**WHAT THE TASK REQUIRES:**
List every line below that contains the string "blurred", counting only matches in the same case.

**INFORMATION SUPPLIED:**
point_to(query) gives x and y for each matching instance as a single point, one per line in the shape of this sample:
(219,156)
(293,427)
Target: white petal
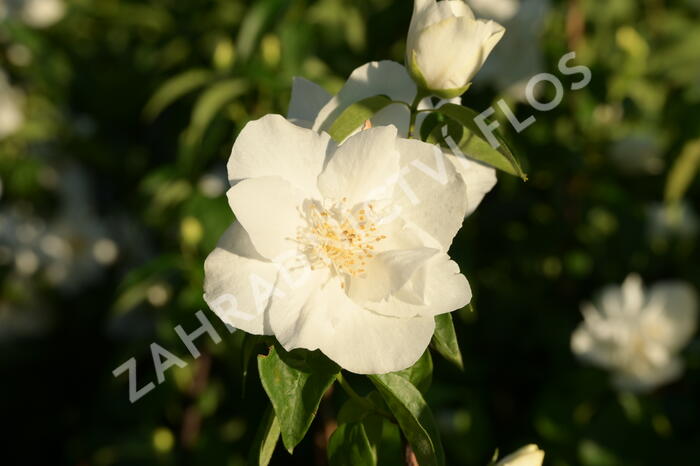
(396,114)
(376,78)
(429,12)
(362,165)
(678,305)
(268,208)
(228,289)
(649,378)
(435,50)
(387,273)
(437,288)
(358,340)
(308,98)
(431,194)
(587,347)
(529,455)
(633,294)
(273,146)
(479,179)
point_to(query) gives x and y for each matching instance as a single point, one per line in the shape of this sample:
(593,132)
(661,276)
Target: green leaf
(421,373)
(295,394)
(210,104)
(355,115)
(683,172)
(445,340)
(349,446)
(265,440)
(256,21)
(174,88)
(248,348)
(473,143)
(414,417)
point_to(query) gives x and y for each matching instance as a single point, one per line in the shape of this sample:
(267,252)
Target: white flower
(637,334)
(312,107)
(379,270)
(42,13)
(447,46)
(529,455)
(519,56)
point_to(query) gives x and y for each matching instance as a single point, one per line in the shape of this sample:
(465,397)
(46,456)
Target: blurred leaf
(355,115)
(256,21)
(421,373)
(349,446)
(265,439)
(474,144)
(414,417)
(683,172)
(175,88)
(445,340)
(248,348)
(295,395)
(211,102)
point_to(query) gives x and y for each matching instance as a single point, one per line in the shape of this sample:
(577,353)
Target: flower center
(339,238)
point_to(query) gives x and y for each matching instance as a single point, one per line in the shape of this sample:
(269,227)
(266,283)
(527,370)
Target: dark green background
(532,252)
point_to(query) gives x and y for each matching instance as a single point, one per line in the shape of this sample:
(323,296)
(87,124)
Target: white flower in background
(519,56)
(637,333)
(11,112)
(363,270)
(529,455)
(70,249)
(313,107)
(638,155)
(447,45)
(668,221)
(42,13)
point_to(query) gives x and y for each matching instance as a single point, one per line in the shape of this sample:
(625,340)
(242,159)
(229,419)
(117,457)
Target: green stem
(361,400)
(414,112)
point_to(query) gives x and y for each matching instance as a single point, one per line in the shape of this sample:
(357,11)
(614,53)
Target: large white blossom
(637,333)
(313,107)
(328,250)
(529,455)
(447,45)
(42,13)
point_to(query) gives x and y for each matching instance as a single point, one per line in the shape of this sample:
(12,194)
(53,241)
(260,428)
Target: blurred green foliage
(145,98)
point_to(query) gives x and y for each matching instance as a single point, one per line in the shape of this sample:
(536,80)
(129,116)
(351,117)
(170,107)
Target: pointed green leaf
(421,373)
(250,345)
(295,394)
(349,446)
(445,340)
(474,144)
(174,88)
(265,439)
(355,115)
(414,417)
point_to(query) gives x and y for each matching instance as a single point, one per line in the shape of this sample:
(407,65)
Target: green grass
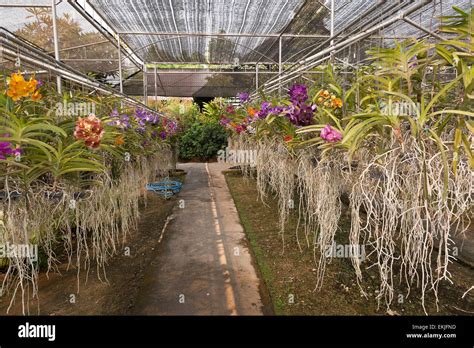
(292,272)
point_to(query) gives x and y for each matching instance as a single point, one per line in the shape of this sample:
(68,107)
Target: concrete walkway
(203,265)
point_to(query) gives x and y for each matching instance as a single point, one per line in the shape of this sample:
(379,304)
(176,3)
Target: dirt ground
(290,274)
(124,273)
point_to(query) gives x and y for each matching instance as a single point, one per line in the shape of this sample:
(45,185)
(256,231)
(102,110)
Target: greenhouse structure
(237,157)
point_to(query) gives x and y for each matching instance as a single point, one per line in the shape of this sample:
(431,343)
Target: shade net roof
(235,32)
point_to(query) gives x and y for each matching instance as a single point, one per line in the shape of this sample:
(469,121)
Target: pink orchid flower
(330,134)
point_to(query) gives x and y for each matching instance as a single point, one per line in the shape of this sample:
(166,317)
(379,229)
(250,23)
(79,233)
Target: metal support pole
(280,66)
(332,25)
(256,76)
(120,64)
(56,42)
(156,86)
(416,25)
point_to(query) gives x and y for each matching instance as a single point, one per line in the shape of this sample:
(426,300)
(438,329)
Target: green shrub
(202,140)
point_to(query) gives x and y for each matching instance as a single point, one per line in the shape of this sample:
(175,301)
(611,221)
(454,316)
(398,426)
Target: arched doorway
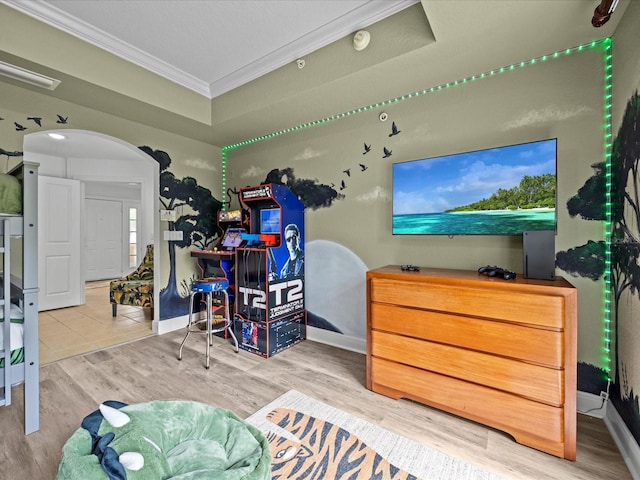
(100,163)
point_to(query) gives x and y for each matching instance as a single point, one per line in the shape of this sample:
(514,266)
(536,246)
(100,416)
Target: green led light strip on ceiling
(606,43)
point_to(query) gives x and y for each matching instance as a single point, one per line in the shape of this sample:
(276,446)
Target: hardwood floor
(75,330)
(148,369)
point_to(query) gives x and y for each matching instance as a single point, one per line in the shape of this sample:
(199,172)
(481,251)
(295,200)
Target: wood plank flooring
(148,369)
(66,332)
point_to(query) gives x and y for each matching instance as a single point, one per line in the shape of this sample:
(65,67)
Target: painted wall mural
(199,227)
(626,257)
(588,260)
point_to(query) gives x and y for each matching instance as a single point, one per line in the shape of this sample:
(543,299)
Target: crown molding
(355,20)
(358,18)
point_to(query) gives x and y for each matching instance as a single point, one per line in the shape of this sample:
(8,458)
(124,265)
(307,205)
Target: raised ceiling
(210,46)
(238,47)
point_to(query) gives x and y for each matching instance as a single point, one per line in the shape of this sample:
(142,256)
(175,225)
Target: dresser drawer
(535,424)
(511,340)
(511,304)
(538,383)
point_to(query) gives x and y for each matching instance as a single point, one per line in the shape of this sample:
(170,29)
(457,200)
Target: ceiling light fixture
(27,76)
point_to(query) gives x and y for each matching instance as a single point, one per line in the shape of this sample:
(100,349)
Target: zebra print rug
(309,439)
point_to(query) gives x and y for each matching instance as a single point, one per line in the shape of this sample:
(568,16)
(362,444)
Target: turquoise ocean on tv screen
(495,222)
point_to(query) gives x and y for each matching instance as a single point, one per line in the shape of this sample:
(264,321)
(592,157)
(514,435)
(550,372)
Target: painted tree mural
(588,260)
(311,194)
(625,248)
(198,225)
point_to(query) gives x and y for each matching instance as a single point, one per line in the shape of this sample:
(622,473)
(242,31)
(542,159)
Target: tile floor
(66,332)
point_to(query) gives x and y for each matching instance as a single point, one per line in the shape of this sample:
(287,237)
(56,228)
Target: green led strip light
(608,72)
(607,45)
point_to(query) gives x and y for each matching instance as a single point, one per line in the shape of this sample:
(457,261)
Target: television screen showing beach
(501,191)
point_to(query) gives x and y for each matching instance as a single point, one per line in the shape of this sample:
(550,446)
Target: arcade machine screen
(270,220)
(232,238)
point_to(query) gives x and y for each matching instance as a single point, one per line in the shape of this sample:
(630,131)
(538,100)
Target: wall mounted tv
(499,191)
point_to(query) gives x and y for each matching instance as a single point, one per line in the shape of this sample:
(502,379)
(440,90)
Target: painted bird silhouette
(38,120)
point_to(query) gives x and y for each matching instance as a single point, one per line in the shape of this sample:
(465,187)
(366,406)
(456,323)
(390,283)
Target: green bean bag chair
(159,440)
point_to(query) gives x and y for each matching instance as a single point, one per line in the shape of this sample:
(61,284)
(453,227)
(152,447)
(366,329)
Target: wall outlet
(173,235)
(168,215)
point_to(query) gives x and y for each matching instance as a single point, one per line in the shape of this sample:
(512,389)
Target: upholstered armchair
(136,288)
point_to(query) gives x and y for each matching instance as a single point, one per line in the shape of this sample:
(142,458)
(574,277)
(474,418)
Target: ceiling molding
(60,20)
(356,19)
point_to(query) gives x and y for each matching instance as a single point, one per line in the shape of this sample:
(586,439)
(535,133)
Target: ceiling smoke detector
(602,13)
(361,39)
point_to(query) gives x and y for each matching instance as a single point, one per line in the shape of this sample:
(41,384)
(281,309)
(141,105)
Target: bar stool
(207,287)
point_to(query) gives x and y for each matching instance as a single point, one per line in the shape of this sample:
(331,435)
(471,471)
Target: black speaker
(539,251)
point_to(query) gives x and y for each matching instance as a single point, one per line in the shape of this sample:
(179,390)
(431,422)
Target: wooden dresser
(499,352)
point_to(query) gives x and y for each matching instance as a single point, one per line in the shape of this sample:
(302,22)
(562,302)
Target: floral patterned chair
(136,288)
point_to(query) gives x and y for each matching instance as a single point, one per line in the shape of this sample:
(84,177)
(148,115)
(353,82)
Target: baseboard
(590,404)
(627,445)
(335,339)
(170,324)
(316,334)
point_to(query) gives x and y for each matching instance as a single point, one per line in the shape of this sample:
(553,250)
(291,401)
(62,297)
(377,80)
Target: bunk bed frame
(20,285)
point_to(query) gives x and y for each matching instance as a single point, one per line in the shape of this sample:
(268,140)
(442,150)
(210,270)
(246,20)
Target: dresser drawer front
(537,422)
(523,379)
(500,338)
(513,305)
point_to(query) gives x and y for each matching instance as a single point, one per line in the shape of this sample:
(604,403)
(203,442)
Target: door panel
(59,243)
(104,242)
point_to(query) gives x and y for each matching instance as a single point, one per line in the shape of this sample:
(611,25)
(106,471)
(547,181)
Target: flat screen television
(498,191)
(270,220)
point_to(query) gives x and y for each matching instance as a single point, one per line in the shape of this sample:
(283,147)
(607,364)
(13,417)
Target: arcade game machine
(220,260)
(270,314)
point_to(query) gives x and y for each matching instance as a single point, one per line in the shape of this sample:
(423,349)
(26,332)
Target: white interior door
(104,242)
(61,283)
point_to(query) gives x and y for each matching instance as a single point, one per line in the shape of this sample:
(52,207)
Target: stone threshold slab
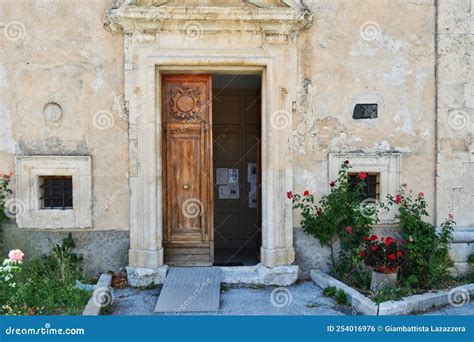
(243,275)
(405,306)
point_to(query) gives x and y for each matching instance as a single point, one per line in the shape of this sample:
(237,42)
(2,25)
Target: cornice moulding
(278,20)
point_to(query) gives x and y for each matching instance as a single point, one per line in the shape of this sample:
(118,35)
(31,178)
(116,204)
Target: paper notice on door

**FULL OUTPUT:**
Target: blurred leaf
Target: blurred green foliage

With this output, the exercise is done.